> GOAL
Report how many lines of the records below contain the string "wall", with case counting, and output only that number.

> EXERCISE DATA
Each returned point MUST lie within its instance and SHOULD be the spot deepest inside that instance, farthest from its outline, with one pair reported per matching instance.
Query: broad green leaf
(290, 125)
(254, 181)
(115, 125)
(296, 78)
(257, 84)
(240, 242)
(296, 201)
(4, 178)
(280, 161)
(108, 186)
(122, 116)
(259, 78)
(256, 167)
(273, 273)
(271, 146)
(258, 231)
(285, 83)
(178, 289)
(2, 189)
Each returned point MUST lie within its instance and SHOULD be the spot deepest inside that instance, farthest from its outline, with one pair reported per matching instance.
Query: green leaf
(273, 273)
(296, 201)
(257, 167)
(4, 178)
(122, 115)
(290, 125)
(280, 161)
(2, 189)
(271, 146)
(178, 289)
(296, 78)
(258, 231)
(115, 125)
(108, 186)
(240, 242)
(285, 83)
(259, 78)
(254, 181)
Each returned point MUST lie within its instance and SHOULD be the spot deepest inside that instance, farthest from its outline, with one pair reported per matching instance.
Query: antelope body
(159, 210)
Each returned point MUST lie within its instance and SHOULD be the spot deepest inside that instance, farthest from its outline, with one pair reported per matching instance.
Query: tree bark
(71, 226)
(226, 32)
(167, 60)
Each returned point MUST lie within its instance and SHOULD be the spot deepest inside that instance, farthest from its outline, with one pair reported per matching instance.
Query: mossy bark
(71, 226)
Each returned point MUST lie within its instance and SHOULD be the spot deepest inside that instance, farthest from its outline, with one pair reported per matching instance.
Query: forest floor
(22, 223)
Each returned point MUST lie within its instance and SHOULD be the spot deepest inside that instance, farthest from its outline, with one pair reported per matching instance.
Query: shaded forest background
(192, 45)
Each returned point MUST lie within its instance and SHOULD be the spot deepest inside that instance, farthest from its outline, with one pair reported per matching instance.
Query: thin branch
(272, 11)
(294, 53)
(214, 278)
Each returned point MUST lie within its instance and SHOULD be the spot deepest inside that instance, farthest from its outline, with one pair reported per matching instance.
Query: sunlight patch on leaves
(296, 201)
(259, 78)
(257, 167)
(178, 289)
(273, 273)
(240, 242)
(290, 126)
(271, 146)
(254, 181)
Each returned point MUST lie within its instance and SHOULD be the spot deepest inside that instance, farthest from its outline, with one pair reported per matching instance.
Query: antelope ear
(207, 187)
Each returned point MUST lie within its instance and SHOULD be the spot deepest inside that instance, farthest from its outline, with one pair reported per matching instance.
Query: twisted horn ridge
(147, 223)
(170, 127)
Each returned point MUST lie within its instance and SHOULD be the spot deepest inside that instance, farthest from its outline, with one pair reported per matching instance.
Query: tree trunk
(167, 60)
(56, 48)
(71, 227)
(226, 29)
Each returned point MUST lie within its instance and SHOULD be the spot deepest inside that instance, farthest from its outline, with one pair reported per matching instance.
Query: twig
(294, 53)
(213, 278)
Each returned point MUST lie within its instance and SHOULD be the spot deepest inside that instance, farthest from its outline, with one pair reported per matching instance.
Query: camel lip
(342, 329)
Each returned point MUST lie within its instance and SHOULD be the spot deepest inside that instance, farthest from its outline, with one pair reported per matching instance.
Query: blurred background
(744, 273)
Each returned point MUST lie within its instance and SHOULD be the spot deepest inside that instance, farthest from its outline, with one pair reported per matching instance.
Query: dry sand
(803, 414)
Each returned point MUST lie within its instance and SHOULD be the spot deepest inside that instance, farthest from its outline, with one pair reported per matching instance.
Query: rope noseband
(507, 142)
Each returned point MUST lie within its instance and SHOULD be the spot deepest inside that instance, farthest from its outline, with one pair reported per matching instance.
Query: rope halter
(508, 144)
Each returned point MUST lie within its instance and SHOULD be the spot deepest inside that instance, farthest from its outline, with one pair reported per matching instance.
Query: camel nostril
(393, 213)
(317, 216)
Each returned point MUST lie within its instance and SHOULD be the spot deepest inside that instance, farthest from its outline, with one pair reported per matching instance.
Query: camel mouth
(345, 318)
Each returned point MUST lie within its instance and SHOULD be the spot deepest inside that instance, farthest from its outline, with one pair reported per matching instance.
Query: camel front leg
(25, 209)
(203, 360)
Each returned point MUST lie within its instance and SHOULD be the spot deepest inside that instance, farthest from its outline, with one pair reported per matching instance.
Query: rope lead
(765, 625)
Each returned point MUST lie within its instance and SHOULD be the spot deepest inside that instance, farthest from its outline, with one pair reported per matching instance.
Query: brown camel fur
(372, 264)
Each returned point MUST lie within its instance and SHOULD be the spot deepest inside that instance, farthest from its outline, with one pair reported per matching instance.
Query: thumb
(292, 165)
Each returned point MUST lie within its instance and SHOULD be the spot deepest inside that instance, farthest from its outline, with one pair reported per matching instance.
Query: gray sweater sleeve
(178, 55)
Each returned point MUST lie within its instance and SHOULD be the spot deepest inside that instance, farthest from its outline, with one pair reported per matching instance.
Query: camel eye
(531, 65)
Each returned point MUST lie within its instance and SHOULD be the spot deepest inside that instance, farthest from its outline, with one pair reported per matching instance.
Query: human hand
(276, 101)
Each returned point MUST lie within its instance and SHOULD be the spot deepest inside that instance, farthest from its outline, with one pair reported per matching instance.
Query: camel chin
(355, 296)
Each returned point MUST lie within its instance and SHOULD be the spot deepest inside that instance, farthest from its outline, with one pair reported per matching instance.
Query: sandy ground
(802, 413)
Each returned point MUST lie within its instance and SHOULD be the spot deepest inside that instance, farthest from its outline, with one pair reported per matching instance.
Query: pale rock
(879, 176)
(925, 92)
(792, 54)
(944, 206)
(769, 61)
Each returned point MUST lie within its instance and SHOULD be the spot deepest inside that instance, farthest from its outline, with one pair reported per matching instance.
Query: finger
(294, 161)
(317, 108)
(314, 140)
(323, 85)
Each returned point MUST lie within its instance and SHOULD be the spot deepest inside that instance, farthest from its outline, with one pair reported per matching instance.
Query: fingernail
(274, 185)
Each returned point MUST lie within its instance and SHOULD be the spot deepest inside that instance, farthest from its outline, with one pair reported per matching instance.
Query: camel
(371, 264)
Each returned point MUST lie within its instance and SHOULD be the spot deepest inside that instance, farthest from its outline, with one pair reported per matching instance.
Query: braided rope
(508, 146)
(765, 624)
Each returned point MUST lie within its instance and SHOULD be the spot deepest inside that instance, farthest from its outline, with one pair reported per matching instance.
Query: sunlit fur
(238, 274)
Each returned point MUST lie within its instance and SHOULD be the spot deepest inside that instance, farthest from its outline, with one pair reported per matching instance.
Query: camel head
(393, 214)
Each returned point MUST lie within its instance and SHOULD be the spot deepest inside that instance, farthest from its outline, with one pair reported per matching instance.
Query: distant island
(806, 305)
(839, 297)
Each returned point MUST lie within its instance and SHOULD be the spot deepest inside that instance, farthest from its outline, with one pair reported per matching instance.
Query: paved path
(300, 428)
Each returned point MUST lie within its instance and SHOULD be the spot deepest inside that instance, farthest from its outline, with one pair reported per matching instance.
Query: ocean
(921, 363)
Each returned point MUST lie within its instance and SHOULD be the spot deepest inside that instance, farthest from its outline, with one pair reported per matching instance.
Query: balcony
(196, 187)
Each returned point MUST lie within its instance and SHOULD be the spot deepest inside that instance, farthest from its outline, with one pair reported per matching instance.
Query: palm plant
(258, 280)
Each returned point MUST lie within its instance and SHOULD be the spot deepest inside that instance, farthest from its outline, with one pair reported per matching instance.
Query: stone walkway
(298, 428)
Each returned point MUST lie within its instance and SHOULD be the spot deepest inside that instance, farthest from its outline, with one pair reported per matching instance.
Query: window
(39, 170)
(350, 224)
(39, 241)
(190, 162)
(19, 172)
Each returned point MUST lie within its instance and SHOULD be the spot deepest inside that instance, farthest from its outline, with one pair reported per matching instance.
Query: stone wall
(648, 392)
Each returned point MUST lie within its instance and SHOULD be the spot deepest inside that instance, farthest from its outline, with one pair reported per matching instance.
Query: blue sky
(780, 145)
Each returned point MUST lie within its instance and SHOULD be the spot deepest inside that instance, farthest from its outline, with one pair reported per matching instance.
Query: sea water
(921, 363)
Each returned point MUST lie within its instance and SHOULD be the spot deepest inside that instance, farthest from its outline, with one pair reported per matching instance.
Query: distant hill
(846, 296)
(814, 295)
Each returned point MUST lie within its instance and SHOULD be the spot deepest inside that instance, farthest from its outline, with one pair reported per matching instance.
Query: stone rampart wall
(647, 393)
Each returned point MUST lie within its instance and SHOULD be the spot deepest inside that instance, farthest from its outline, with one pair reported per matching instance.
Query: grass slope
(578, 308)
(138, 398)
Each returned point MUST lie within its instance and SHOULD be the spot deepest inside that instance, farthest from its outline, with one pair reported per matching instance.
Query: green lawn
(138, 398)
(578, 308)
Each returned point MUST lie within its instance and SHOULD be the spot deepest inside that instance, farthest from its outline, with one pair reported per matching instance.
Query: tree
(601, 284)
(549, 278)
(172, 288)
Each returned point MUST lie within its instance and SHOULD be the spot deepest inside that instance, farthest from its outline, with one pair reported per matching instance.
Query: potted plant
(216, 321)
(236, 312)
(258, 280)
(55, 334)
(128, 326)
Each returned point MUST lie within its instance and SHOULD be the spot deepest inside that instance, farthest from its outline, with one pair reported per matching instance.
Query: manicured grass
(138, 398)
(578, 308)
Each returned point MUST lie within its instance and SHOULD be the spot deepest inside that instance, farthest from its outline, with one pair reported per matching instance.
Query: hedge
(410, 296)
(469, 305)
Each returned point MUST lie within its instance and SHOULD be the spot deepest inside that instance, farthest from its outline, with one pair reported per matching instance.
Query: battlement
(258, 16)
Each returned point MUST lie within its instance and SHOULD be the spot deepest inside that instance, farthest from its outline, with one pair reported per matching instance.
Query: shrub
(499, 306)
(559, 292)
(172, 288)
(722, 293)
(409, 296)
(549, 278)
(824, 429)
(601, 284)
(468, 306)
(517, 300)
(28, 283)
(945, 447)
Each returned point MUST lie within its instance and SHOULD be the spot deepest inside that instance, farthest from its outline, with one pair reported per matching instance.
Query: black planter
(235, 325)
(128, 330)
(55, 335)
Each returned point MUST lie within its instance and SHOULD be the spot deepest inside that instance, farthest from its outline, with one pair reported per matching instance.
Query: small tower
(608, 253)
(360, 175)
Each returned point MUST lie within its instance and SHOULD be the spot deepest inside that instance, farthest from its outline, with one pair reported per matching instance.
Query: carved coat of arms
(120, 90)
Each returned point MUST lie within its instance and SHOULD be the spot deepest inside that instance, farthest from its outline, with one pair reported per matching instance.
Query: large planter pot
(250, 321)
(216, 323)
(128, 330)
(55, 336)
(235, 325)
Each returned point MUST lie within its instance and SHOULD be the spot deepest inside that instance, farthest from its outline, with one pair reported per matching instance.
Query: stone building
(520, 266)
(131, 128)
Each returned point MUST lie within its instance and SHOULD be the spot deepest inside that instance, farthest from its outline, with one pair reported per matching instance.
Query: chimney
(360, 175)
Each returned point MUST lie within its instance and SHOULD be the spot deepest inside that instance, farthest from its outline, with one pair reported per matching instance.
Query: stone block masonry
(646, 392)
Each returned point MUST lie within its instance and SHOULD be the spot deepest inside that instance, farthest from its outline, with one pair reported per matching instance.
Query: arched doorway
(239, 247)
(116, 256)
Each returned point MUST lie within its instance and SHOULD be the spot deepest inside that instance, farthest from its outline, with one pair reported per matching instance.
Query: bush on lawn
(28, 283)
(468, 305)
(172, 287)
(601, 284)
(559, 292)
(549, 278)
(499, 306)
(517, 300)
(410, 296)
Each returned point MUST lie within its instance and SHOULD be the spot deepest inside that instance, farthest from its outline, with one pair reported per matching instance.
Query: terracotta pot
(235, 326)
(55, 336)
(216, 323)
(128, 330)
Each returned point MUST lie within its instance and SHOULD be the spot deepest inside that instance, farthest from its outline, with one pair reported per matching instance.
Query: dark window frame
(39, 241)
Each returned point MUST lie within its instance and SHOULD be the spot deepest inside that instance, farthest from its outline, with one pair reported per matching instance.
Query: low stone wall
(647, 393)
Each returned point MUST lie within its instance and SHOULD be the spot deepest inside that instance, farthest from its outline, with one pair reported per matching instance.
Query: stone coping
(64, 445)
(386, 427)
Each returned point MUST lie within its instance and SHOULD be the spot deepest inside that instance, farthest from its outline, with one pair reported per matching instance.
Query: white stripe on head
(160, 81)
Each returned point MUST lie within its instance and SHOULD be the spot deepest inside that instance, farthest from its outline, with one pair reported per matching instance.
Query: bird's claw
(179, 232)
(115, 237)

> TASK RESULT
3